[Data entries]

======

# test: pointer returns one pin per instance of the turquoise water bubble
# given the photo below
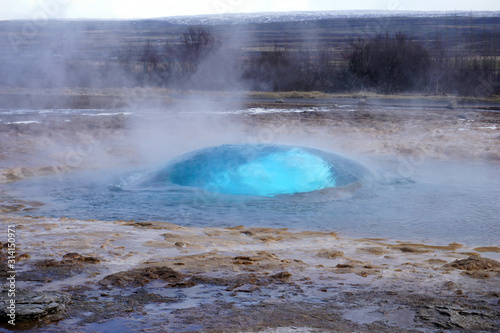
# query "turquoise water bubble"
(259, 170)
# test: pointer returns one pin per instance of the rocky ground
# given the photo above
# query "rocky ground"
(86, 275)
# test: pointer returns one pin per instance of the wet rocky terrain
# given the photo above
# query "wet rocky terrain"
(119, 276)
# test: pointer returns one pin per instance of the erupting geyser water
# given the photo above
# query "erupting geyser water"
(259, 170)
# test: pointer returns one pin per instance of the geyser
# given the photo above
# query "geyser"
(259, 170)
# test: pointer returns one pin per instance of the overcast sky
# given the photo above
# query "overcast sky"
(29, 9)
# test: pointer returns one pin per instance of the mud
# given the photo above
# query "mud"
(159, 277)
(230, 280)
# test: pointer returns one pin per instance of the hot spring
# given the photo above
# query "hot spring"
(285, 187)
(259, 170)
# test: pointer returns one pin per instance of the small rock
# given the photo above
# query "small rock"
(141, 276)
(474, 263)
(281, 275)
(31, 305)
(330, 254)
(413, 249)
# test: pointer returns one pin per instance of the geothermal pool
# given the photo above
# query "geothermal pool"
(435, 202)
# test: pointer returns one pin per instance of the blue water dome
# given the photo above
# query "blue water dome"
(259, 170)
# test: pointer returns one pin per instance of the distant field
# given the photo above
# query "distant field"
(145, 53)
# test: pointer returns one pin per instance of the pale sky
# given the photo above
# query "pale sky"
(121, 9)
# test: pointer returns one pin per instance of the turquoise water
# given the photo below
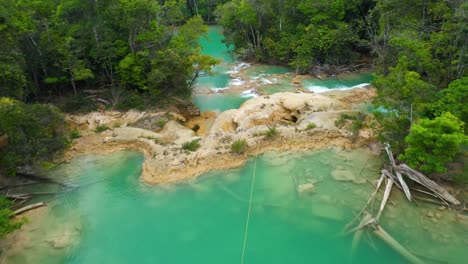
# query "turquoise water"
(267, 79)
(114, 218)
(343, 83)
(218, 102)
(212, 44)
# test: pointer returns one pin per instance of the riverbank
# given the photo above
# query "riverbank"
(166, 160)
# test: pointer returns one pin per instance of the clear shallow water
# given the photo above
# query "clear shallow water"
(267, 79)
(218, 102)
(114, 218)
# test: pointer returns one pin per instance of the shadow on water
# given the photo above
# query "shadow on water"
(118, 219)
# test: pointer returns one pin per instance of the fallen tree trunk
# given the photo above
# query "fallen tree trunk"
(29, 207)
(388, 189)
(426, 182)
(382, 234)
(39, 178)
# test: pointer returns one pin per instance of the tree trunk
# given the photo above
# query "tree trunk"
(29, 207)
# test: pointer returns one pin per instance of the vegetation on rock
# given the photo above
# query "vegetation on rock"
(239, 146)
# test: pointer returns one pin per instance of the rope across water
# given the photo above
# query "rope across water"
(249, 210)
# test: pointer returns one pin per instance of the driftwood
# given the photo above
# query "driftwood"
(29, 207)
(428, 183)
(394, 176)
(35, 177)
(389, 240)
(388, 189)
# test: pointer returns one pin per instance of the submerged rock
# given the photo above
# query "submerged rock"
(344, 175)
(306, 188)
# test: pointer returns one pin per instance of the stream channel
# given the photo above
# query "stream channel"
(113, 217)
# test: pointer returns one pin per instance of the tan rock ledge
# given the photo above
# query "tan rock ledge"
(166, 161)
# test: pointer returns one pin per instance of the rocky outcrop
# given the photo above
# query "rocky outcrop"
(290, 113)
(145, 120)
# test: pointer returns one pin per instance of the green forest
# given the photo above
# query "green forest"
(144, 53)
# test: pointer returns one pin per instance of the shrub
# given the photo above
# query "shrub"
(340, 122)
(101, 128)
(311, 126)
(161, 123)
(239, 146)
(434, 143)
(74, 134)
(271, 133)
(191, 145)
(36, 133)
(78, 104)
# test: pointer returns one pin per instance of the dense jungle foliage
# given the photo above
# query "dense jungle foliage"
(142, 52)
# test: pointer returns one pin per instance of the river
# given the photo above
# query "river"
(112, 217)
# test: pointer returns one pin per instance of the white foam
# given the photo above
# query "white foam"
(238, 67)
(249, 93)
(217, 90)
(236, 82)
(322, 89)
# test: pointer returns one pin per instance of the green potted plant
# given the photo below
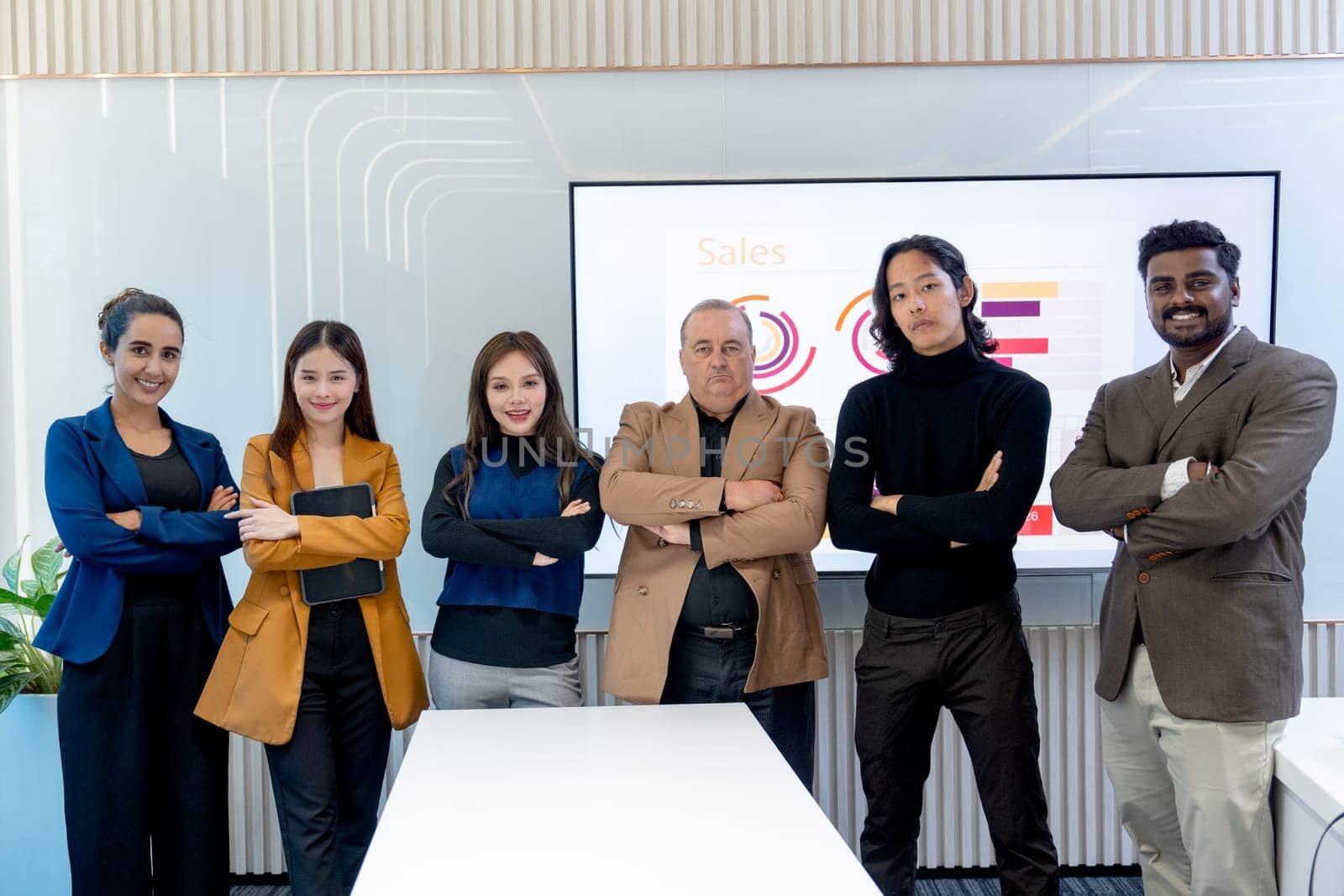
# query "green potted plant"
(24, 606)
(33, 842)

======

What the exercise asks:
Transcribe the entries above verbatim, omitting their pictures.

Solution for this exercise:
# test: pointer returns one pin per instance of the turquoise water bubble
# given the photo below
# query "turquoise water bubble"
(259, 170)
# test: pointer returns one pin per instance of the rocky ground
# given the photo above
# query "rocky ground"
(86, 275)
# test: pointer returns one pin per instance of the wet rocky terrain
# given the photo above
# query "wet rocky terrain"
(119, 276)
# test: pointer returns one pin per instance of the erupting geyser water
# given the photo above
# query "erupting geyser water"
(259, 170)
# test: pointer returns one pin per instance of the geyser
# given the photo above
# query "geyser"
(259, 170)
# test: pointer returns one pin per instance of the overcast sky
# given the photo above
# query "overcast sky"
(29, 9)
# test: pointer returns one pin per instance of the mud
# given the photo above
# query "mud"
(159, 277)
(230, 280)
# test: pointer returns one pin per instance of the hot spring
# given the photo above
# query "hot spring"
(285, 187)
(259, 170)
# test: pointer returns one pin per instance of the small rock
# given the photo above
# query "small rock"
(141, 276)
(474, 263)
(281, 275)
(31, 305)
(330, 254)
(413, 249)
# test: pointer returns one pin per instance of the geothermal pool
# given the photo above
# query "geothermal pool"
(435, 202)
# test: pointer returns one pin per instance of the blue water dome
# given the photo above
# query "blue water dome"
(259, 170)
# test: pointer returns one pin per instance of the distant field
# given the photo above
# query "distant field"
(145, 53)
# test: pointer returns one pin per instance of the pale sky
# given the photo above
# query "pale sky"
(121, 9)
# test: pointer returns one pin per instance of the turquoise water
# given the photo below
# query "turquoise water"
(267, 79)
(114, 218)
(343, 83)
(218, 102)
(212, 44)
# test: pointer returns one pin per instance of the riverbank
# given the photo above
# query "riverbank"
(166, 160)
# test: pointer returns one pin per instance of the clear shallow water
# given the photo above
# query "clear shallow water"
(267, 79)
(218, 102)
(114, 218)
# test: pointer returns one pin per instance of the shadow on water
# given the photo above
# query "shadow on water"
(118, 219)
# test: pointer returns one pin per instance of the fallen tree trunk
# given the photo above
# query "fallen tree trunk"
(29, 207)
(388, 189)
(426, 182)
(382, 234)
(39, 178)
# test: pointer returns one pin per instance of the tree trunk
# given the photo above
# query "tree trunk"
(29, 207)
# test: pointer returns one pin per instance of the vegetation on rock
# given the photo above
# query "vegetation on rock"
(239, 146)
# test: pointer returns one pin per instance of the rope across water
# given the photo above
# query "rope across water"
(249, 210)
# test: pointer returns one pin per instance of the driftwood
# given the photo above
# query "driftwood"
(29, 207)
(428, 183)
(394, 176)
(35, 177)
(389, 240)
(388, 189)
# test: pointer returns one pin per instance of the submerged rock
# given the photo above
# query "submerged rock"
(344, 175)
(306, 188)
# test: pointer returns one pin per instance of the stream channel
# given the photo above
# query "stream channel"
(113, 217)
# test: pointer returns one pin per instance of the tan rock ledge
# given the photo above
# query "tan rock ledge"
(166, 161)
# test: pointer returns one pin per instance of the rocky outcrop
# given the photo above
# query "rocky outcrop"
(290, 113)
(145, 120)
# test: pointer returns one pin per instance of the green forest
# given the photo above
# query "green forest"
(144, 53)
# test: pointer returns one pin per instance of the shrub
# given the photo above
# query "shrub"
(340, 122)
(101, 128)
(311, 126)
(161, 123)
(239, 146)
(434, 143)
(74, 134)
(271, 133)
(191, 145)
(36, 133)
(78, 104)
# test: pointer returns one pin per instance of the dense jungle foliage
# given the photo above
# query "dense jungle foliage"
(142, 52)
# test: pointer returns one pin per instance of the river
# given the photo above
# query "river"
(112, 217)
# test: pointer returns one pin per instance of the white foam
# given the photo above
# query "white foam"
(238, 67)
(249, 93)
(217, 90)
(236, 82)
(322, 89)
# test: pointer returns one pin per instance of the green potted plant
# given the photo below
# query "green potted plant"
(24, 606)
(33, 842)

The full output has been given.